_Data provided_.
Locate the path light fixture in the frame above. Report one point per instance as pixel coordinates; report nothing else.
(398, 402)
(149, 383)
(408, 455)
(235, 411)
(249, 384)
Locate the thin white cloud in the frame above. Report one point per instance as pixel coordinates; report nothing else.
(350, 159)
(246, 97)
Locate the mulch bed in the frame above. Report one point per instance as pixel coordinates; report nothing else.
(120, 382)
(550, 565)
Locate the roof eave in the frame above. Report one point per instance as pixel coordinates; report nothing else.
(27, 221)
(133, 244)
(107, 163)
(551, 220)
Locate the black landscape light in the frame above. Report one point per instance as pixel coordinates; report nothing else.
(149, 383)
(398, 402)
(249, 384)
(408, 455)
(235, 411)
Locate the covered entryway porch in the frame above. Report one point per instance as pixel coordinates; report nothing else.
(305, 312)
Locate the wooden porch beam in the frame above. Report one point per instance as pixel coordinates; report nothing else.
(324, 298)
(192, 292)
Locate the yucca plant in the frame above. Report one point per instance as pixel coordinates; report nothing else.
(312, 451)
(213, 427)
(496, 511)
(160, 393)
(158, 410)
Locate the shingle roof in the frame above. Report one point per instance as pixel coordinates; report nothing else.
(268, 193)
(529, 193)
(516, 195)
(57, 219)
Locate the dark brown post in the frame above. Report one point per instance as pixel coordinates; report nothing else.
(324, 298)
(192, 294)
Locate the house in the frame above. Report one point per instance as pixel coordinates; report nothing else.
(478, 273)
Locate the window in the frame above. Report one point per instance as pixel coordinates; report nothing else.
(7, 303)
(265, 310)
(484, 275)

_Direction_.
Write out each of the records above word for word, in the same order.

_Correct answer_.
Locate the path light fixture in the frame above. Report one point per instance as pixel coordinates; report nothing else.
(398, 402)
(149, 383)
(408, 455)
(235, 411)
(249, 384)
Locate the thin white cloud in the frame above. Report one point per instance as pixel coordinates; report nothing else.
(350, 159)
(246, 97)
Locate the mulch bed in the frame above. Report one point per instance as pixel coordinates; report nothing else.
(120, 382)
(550, 565)
Locate the roof eave in the frame above. Report one point per instance as pixel coordinates; report nothing else.
(27, 221)
(133, 244)
(107, 163)
(551, 220)
Locate the black landscape light in the frame above. Report one point per instance as pixel coordinates; report nothing else.
(149, 383)
(398, 402)
(249, 384)
(408, 455)
(235, 411)
Locate the covered entryway porch in the frame above. Report one point per instance as pixel coordinates; report nothing else.
(305, 312)
Locate the wooden porch beam in the frame above. Report one point per instance as pixel coordinates; report nothing else.
(324, 298)
(192, 292)
Locate the yucca plant in the frame above. Report one point per instance as pixel coordinates; report nothing else.
(312, 451)
(213, 427)
(496, 511)
(160, 393)
(158, 410)
Locate the shingle roof in the frame above. Report one point per instance as pixel coordinates; report nothing else.
(268, 193)
(529, 193)
(516, 195)
(57, 219)
Locate the dark brown post in the frame above. Report one point per instance as pixel coordinates; report nothing else.
(324, 298)
(192, 294)
Locate the house in the frame above. Report one point per instance as pixel coordinates; report nothing else.
(478, 273)
Locate the window in the frame above. Report one point per instance as pixel coordinates; report nothing else.
(7, 303)
(265, 310)
(484, 275)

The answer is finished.